Imagem: The starry night – Vincent
Van Gogh
Vindo do trabalho para casa, naquele
horário de trânsito caótico e espremida entre carros e buzinas, de relance a vi
nascente, cheia, esplendidamente exuberante e imensa. Logo adiante,
compulsoriamente parada, lunática como sempre, me ouvi dizendo a ela entre
risos:
- O que é isso Lua? Que exagero!
No rádio, a primavera antecipada de Tim
Maia homenageava a lua de setembro. Inevitavelmente pensei, em meio a tantos
acorrentados em seus minúsculos mundos, que certamente poucos a viram linda, em
seu maior espetáculo. Enamorada, não me importava mais com o tempo que nos é roubado
dos dias pela confusa e atribulada vida em uma grande cidade.
A semana seguiu corriqueira até o domingo,
quando me dei conta de que oficialmente entrávamos em uma nova estação,
primavera aqui e outono lá. Os ipês já haviam colorido a cidade com todas as
suas cores e as flores enfeitavam jardins e praças, já que a natureza soberana
não se pauta pelas datas no calendário ou convenções por nós inventadas. O sol
logo pela manhã se fez verão, quente e abafado, até que a brisa da tarde
trouxesse uma chuva fina e rápida o bastante para exalar o perfume da terra
molhada e deixar que me perdesse de mim, novamente admirando a lua pela janela
do quarto, ela em seu quarto minguante.

Tarefas propostas:
1. Liste as estações do ano mencionadas no trecho sobre a lua.
2. Prolongue o trecho sobre a lua a partir da última frase, mantendo o mesmo tom.

Seção de dados:
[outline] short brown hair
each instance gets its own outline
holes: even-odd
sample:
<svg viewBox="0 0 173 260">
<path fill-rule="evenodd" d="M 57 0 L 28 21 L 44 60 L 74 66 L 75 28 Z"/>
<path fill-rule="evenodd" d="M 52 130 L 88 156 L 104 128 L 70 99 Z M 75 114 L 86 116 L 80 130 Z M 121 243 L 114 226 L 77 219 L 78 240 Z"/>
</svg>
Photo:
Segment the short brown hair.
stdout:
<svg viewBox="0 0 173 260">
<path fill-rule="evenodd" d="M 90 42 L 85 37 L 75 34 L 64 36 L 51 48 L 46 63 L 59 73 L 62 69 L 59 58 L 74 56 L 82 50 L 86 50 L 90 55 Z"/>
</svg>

Respostas em ordem:
1. Primavera, outono e verão.

2.
Pelo dial da memória, passavam melodias e
mais melodias, cheias de luas e primaveras coloridas, dando-me a dimensão da
importância para todos nós dos marcos do tempo e da natureza. Mais do que
simplesmente medi-los, os ciclos - sejam dias ou estações - se refletem através
de seus fins e começos em nossa vida afetiva. São universais as associações de
sentimentos às estações: a alegria e as paixões relacionadas ao verão,
contrapondo-se ao recolhimento muitas vezes melancólico no inverno, a reflexão
sobre as pernas no outono e a esperança de renascer na primavera. Monets, Van
Goghs e Vivaldis!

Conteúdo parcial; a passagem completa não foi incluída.